• _WHAT TO WORK ON_
Could you set down every entry exactly as it appears?

• _PROVIDED INFORMATION_

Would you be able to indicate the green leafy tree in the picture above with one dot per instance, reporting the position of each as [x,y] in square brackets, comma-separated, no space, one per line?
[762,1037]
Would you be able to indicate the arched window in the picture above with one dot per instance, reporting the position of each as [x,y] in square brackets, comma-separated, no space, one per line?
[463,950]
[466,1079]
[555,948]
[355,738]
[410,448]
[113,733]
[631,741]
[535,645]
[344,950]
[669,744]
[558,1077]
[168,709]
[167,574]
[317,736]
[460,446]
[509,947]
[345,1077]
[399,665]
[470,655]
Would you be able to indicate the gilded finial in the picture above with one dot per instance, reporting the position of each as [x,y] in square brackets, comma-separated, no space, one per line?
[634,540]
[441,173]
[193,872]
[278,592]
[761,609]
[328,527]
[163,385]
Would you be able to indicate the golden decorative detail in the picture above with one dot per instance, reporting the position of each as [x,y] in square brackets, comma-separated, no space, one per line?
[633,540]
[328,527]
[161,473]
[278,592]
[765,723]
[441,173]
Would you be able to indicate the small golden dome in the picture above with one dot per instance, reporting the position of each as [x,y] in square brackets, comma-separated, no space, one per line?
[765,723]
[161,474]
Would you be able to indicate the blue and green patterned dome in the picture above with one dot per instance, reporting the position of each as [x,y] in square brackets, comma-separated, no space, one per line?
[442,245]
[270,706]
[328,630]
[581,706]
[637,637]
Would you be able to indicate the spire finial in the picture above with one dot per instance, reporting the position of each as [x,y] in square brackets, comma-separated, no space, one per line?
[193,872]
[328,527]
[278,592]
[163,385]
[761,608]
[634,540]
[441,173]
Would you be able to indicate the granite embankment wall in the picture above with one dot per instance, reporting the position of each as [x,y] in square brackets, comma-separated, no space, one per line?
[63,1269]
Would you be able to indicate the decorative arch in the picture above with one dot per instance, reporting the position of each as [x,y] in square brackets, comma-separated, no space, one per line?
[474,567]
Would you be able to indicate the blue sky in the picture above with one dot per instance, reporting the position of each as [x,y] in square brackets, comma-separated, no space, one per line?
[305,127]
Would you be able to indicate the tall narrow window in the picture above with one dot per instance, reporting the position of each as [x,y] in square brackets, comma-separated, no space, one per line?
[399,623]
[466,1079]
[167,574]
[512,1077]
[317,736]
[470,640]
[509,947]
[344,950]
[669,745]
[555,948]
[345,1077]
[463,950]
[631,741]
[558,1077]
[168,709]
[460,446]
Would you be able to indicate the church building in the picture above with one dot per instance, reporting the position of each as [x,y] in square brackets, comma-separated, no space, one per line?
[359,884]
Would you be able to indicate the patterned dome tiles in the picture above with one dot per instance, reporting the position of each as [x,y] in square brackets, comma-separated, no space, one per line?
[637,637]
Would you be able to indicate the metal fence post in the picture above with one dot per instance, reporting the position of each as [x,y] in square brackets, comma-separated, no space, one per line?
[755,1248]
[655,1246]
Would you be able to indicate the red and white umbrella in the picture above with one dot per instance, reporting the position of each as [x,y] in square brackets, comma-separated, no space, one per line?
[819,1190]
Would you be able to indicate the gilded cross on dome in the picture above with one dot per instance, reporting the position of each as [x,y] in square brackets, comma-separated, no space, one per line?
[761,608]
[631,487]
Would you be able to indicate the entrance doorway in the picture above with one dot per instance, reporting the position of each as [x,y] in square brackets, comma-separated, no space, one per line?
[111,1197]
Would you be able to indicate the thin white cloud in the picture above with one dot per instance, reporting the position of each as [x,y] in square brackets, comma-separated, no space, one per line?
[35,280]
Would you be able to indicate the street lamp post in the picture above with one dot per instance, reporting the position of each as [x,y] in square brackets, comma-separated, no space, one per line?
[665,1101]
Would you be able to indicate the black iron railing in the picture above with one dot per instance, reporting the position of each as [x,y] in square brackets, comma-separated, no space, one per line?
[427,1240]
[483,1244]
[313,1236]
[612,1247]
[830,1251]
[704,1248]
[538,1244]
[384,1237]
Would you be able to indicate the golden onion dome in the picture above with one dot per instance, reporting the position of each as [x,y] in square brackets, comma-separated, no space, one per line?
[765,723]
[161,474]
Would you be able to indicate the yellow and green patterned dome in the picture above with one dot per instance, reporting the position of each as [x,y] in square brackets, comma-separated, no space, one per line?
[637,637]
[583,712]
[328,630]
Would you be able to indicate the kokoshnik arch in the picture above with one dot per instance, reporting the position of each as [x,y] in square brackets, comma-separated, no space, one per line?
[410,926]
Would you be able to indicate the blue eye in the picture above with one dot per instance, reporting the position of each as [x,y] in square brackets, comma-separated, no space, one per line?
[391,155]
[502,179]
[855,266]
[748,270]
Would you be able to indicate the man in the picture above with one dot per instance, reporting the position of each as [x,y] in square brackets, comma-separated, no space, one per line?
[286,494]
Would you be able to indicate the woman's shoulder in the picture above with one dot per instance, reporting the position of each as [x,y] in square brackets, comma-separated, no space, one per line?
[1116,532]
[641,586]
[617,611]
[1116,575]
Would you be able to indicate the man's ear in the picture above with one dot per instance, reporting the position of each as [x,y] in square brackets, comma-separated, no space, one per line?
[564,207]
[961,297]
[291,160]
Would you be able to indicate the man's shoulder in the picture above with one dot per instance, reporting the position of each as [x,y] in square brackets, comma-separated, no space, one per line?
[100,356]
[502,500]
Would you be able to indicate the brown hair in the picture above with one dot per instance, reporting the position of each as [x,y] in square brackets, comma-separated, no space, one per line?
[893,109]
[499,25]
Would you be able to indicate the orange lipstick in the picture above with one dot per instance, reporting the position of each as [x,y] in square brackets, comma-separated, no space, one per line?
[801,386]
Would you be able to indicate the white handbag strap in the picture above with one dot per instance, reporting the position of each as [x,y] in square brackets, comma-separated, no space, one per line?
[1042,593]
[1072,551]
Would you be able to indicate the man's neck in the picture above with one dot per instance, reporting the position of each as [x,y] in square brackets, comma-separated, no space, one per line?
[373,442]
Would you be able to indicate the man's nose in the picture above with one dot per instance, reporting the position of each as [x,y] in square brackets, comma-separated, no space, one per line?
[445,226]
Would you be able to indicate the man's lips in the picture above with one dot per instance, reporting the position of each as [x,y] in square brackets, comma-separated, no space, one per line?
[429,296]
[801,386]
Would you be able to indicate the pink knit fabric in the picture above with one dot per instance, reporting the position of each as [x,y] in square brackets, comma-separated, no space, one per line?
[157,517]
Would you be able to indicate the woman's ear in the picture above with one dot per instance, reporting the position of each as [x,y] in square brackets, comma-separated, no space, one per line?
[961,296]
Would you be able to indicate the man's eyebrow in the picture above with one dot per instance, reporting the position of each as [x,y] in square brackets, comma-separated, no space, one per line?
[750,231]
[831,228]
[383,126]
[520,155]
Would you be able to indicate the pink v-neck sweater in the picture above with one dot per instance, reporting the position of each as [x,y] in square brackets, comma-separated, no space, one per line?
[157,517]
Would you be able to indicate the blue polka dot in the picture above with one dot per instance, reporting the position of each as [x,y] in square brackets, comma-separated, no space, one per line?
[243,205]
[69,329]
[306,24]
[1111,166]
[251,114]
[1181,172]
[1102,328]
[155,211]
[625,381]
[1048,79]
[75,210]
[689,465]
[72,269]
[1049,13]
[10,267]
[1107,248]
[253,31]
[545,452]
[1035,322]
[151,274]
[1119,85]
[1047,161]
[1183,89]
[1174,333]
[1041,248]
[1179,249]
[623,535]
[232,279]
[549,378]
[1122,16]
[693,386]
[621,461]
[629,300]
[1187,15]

• _WRITTEN SOLUTION_
Would you be able to indicate the green leafy tree in the picture above with one dot per instance, reporting the position of each as [x,y] in square brackets, comma-separated, no space, one per line?
[762,1037]
Would you be able to indicate the arched window in the picture above with one dot per instance, reporting the position of each as [x,y] in square brackets, comma-separated, no space, one per line?
[463,950]
[466,1079]
[555,948]
[355,738]
[410,448]
[113,733]
[631,741]
[535,645]
[344,950]
[669,744]
[558,1077]
[168,709]
[167,574]
[317,736]
[460,446]
[509,947]
[345,1077]
[399,665]
[470,655]
Would you be able to indicate the gilded finial in the picture above with one dot per instance, reporting the position of each as [x,y] in square brackets, comma-separated, no space, one per line?
[634,540]
[441,173]
[193,872]
[278,592]
[761,609]
[328,527]
[163,385]
Would you be able to indicate the golden decorative detail in the picture above with one dot per instance, reporting the position of each as [x,y] in square brackets, comma-separated, no space, one per line?
[633,540]
[328,527]
[161,473]
[278,592]
[765,723]
[441,173]
Would you be able to indicate the small golden dome in the picture above with one dot per instance, reporting the position of each as [x,y] in square brackets, comma-separated, no space, one per line?
[765,723]
[161,474]
Would you be able to indicate the blue and green patterned dome in the picture above with one dot per instance, reporting the position of each as [x,y] in square brackets, comma-separated, no space, one per line?
[442,245]
[270,706]
[328,630]
[581,706]
[637,637]
Would you be able to indicate the spire finial in the picture above with one dot per instance, reporting the position of each as [x,y] in square brackets, comma-separated, no space, one per line?
[193,872]
[328,527]
[278,592]
[163,385]
[761,608]
[634,540]
[441,173]
Would you be able to indicate the granite embankment wall in the picture above with one dot per instance, reporting the position of each as [x,y] in square brackets, comma-separated, no space, one per line?
[63,1269]
Would you be able to indicate the decorative arch in the picture above with one dot per instance, reporting the position of each as [x,y] in square brackets, comma-separated, no space, one per line?
[474,567]
Would you be able to indicate the blue sky in the picture above with one dot per instance, reporting the position of each as [x,y] in square brackets, comma-separated, no space, one per line?
[305,127]
Would you be able to indicate the tall narrow window in the picture above with one dot per instance, reporting the position of each as [x,y] in square brackets, comma-separated, no space, one per line?
[399,623]
[466,1079]
[167,574]
[512,1077]
[317,736]
[470,640]
[509,947]
[344,950]
[669,745]
[555,948]
[345,1077]
[463,950]
[631,741]
[558,1077]
[168,709]
[460,446]
Would you be able to indicate the church building in the picture above with one dot per instance, reporting the position of each as [x,y] in square brackets, comma-separated, no space, one per line?
[359,884]
Would you be able to indicate the patterned dome tiles in the picture above with one dot per instance, reporting the position of each as [x,y] in square brackets, comma-separated, no space, one per line?
[637,637]
Would you be able to indicate the metal fence post in the picture above with one dot per instance, reporting the position of each as [x,y] in square brackets, comma-separated, no space, one per line?
[755,1248]
[655,1246]
Would you be able to indicate the red and white umbrella in the picture above with one dot per instance, reporting the position of each as [x,y] in square brackets, comma-separated, no space, one per line?
[819,1190]
Would you be able to indicate the gilded cross on dome in the picture above with one dot per instance, reporting the position of each as [x,y] in square brackets, comma-separated, no space, one per line?
[761,608]
[631,487]
Would you be able to indicate the entrance doorway in the picture above with one dot per instance, reporting the position of each as [x,y] in square brackets, comma-separated, no space, one per line?
[111,1197]
Would you be able to indicate the thin white cloud in the picture above with one dot per instance, reporting the position of each as [x,y] in square brackets, comma-separated, no space, one per line?
[35,280]
Would you be able to indicate the street lamp post in the picture above with one dot per instance, reporting the position of each as [x,y] in square brackets, comma-separated, no space, one per line?
[665,1101]
Would you be able to indicate the black iron railing in the picture above with one dot per instance, reporting the position of each as [x,y] in square brackets, comma-separated, no space, one per line?
[427,1240]
[483,1244]
[313,1236]
[612,1247]
[830,1251]
[704,1248]
[538,1244]
[384,1237]
Would you be able to indicate the golden onion dome in the picture above with one dot per instance, reporting the position of each as [x,y] in square brackets, comma-separated, no space, one per line?
[765,723]
[161,474]
Would you be able to indicate the yellow and green patterned dome in the picture above with one dot per instance, reporting the position of each as [x,y] in square brackets, comma-separated, no space, one per line?
[637,637]
[583,712]
[328,630]
Would you be able to indicate the kokoshnik arch in the picture above with one dot per instance, reporting the position of each as [x,y] in square brackets, comma-separated, no space, one per line?
[410,926]
Would you be able to indicate the blue eye in the picture above with one dot per instance, reporting the position of each as [x,y] in square brackets, comma-separated, no space, one per line?
[391,155]
[502,179]
[855,266]
[748,270]
Would you be able to indicate the man in the picture above with one dot per instance, reporting the position of each as [x,y] in square brackets, comma-separated, no space, one per line?
[286,494]
Would you be able to indicate the woman's shoulder in the picture above with one dot per instance, reporting the position of each as [x,y] in square brackets, comma-separated, no space, one per line?
[1116,532]
[641,586]
[617,611]
[1116,575]
Would you be able to indicate the man's ear in the picture above with one dot per instance, reporting the position of each as [x,y] in square brackets, comma-separated, no space, one per line?
[564,207]
[961,297]
[291,160]
Would you be able to indicate the man's shoulder in the picture above with one dot per instance, reporting the position of each as [x,y] in square brackets, comma-separated, no space, one per line?
[100,356]
[502,500]
Would you be able to indicate the brown hair in the picture above with one dot per instance, reporting the position of each as [x,y] in square brackets, comma-separated, no space, one per line?
[893,109]
[499,25]
Would you be able to indicate the orange lipstick in the picture above with one dot per instance, reporting the position of each as [x,y] in square brackets, comma-separated, no space, one per line?
[801,386]
Would you be able to indicate the white handbag strap in the picture above with one dot per instance, reporting the position of each as [x,y] in square brackets, comma-separated, no space, one per line?
[1042,593]
[1072,551]
Would you be able to indicate the man's neck in the picture above with one dot per instance, reporting the position of each as [x,y] in square brackets, comma-separated, no space, one per line?
[373,442]
Would you be able to indicate the man's nose in the picture above with one dot per instance, reporting the position of each as [x,y] in square brackets, comma-separated, no space, one per line?
[445,226]
Would you be able to indicate the man's lips in the picture above with one dot per instance, reporting the position of each as [x,y] in square brackets, comma-separated, no space, one per line?
[429,296]
[801,386]
Would you be able to indicate the pink knit fabric in the picture above with one dot per instance, reporting the position of each as [x,y] in square brackets, comma-separated, no space, one per line?
[157,517]
Would you be able to indicate the woman's ear in the picture above with one dot per instance, reporting the position of each as [x,y] in square brackets, comma-separated, no space, one per line?
[961,296]
Would you be able to indicate the man's eyebrow in the picture above with one dot per instance, reporting the position of each as [x,y] in square brackets, comma-separated, no space, one per line?
[750,231]
[831,228]
[383,126]
[520,155]
Would you be able to indicate the pink v-neck sweater in the picture above with one dot per instance, reporting the position of each as [x,y] in square brackets, comma-separated, no space, one per line?
[157,517]
Would you be able to indicate the blue polka dot in the picture above with one dot per instance, reporting the position of each as [x,y] in square brackets, comma-separated, no space, one per line?
[243,205]
[69,329]
[306,24]
[1111,166]
[251,114]
[1181,172]
[1102,328]
[155,211]
[625,381]
[1048,79]
[75,210]
[689,465]
[72,269]
[1049,13]
[10,267]
[1107,248]
[253,31]
[545,452]
[1035,322]
[151,274]
[1119,85]
[1047,161]
[1183,89]
[1174,333]
[1041,248]
[1179,249]
[623,535]
[232,279]
[549,378]
[1122,16]
[693,386]
[621,461]
[629,300]
[1187,15]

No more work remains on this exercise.